**The problem:** Transcribe word for word the part of the passage below on water shortage and blood pressure that starts at "About 25% of" and ends after "high blood pressure.".

High blood pressure, and high cholesterol are adaptations by the body to the problem of insufficient water. A shortage of water in the body is first handled by closing off some capillaries. When this happens the areas served by those capillaries can then become unhealthy or diseased in some way. When these capillary networks are closed down, they provide an obstacle to the movement of blood and the blood pressure must go higher to push through the area. When the water shortage is greater than can be accommodated by a shut-off of some of the capillaries, then the shortage of water is made up from the liquid in the arteries. About 65% of the water shortage is taken from water inside the cells. These cells become dehydrated. Dehydrated cells become diseased much more easily than cells hydrated with the proper amount of water.
About 25% of the water shortage is taken from the water outside the cells. This reduction in water means that the blood becomes thicker. Thicker blood needs to be pushed harder to move it along - high blood pressure.
heart disease and blood pressure
About 10% of the water shortage is taken from the volume of liquid moving through the arteries. When there is a smaller volume of blood in the arteries, the arteries MUST get smaller to avoid air pockets from being formed. Smaller tubes require a higher blood pressure to push the supply of blood needed by the body.

So, 2 of the areas where the body takes water during a shortage will cause an increase in blood pressure.

**Supplied material:**

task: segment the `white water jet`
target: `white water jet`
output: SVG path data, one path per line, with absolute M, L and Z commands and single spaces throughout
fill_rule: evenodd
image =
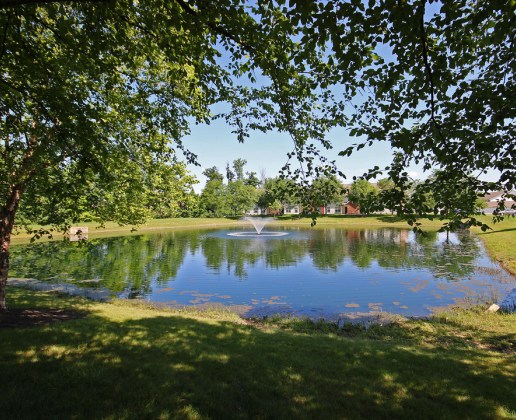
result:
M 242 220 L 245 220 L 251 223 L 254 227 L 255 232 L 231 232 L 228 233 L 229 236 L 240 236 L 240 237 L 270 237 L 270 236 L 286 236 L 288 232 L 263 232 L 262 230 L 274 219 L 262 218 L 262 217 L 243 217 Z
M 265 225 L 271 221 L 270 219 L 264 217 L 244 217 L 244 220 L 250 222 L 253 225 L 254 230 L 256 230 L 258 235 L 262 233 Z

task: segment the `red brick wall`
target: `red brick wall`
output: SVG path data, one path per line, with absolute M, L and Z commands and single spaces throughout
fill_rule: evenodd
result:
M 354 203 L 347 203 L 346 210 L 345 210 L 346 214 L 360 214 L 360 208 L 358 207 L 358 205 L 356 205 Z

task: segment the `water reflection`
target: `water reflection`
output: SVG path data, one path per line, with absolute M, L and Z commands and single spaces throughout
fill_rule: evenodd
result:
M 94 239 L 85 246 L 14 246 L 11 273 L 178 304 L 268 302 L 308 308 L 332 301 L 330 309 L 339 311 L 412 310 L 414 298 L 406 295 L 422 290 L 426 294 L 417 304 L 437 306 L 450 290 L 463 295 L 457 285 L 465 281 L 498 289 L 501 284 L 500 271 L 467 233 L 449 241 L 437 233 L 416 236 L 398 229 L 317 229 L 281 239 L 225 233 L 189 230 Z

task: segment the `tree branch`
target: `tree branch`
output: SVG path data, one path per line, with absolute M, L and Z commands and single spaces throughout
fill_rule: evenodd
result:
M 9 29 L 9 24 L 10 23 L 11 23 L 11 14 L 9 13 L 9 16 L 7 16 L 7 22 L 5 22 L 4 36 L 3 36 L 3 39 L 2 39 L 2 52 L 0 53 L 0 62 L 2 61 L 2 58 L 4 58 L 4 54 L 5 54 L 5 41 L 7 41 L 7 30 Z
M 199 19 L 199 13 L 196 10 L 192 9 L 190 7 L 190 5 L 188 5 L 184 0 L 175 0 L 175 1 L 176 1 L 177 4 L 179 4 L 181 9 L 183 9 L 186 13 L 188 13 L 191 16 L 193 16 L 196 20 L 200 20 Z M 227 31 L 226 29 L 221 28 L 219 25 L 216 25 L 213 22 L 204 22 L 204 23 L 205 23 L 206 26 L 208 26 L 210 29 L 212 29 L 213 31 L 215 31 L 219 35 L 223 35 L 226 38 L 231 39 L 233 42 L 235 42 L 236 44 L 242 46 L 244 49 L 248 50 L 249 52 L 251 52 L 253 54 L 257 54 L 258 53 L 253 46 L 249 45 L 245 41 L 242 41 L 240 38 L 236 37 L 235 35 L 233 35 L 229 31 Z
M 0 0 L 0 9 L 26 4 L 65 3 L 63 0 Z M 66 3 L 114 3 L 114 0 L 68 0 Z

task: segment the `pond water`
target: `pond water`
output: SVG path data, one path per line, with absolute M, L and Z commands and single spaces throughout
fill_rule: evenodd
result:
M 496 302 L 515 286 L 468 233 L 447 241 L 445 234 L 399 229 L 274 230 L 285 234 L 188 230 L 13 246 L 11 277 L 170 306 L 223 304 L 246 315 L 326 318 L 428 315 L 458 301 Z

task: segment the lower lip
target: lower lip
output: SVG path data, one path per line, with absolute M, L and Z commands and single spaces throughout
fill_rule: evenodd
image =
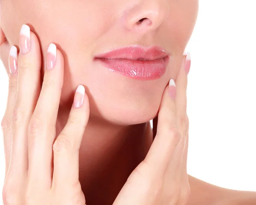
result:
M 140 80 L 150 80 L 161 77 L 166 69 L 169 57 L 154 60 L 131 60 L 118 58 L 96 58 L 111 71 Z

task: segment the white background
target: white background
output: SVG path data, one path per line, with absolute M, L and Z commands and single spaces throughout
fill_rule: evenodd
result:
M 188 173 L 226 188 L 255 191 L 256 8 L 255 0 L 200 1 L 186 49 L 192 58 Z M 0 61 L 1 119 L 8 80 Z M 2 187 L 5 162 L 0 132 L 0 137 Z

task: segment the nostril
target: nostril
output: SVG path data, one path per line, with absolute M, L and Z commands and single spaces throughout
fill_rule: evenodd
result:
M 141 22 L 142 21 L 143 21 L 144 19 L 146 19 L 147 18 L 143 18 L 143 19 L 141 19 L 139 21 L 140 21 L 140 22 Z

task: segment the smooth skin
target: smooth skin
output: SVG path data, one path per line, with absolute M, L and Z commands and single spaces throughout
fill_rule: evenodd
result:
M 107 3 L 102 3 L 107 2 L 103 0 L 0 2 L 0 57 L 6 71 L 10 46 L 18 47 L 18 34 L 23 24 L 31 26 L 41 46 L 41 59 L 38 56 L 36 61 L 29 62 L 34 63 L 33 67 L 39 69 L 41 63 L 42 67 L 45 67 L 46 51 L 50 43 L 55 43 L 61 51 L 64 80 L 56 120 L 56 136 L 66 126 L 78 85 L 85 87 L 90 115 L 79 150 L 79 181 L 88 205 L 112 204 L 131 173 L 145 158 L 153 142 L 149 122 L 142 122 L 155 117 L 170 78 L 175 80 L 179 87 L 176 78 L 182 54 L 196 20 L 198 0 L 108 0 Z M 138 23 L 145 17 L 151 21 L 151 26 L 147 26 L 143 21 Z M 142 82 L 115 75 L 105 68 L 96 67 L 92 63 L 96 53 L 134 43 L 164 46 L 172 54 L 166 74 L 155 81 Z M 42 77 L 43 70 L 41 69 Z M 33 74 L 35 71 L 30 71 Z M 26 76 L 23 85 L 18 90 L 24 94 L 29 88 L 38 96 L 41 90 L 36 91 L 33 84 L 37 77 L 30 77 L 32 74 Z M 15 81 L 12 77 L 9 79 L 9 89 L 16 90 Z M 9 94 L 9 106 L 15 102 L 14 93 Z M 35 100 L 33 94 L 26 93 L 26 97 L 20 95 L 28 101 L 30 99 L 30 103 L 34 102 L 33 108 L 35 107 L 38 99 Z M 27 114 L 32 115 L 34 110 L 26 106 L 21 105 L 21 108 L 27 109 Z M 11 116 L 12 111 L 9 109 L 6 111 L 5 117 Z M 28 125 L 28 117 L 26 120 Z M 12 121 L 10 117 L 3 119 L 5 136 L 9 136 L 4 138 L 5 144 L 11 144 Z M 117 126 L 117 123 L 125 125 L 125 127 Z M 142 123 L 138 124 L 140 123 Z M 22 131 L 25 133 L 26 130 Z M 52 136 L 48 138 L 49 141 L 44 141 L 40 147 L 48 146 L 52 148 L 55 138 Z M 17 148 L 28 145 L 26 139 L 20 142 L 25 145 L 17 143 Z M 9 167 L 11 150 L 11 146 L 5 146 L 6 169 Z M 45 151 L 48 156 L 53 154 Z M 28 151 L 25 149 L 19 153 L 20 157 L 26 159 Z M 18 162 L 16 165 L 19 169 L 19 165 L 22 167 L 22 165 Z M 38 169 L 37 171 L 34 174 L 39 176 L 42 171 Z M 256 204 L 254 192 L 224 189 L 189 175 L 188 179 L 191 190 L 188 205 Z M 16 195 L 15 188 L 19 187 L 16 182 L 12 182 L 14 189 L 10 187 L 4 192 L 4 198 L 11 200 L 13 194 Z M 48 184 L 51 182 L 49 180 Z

**Exercise answer:**
About 25% of the water shortage is taken from the water outside the cells. This reduction in water means that the blood becomes thicker. Thicker blood needs to be pushed harder to move it along - high blood pressure.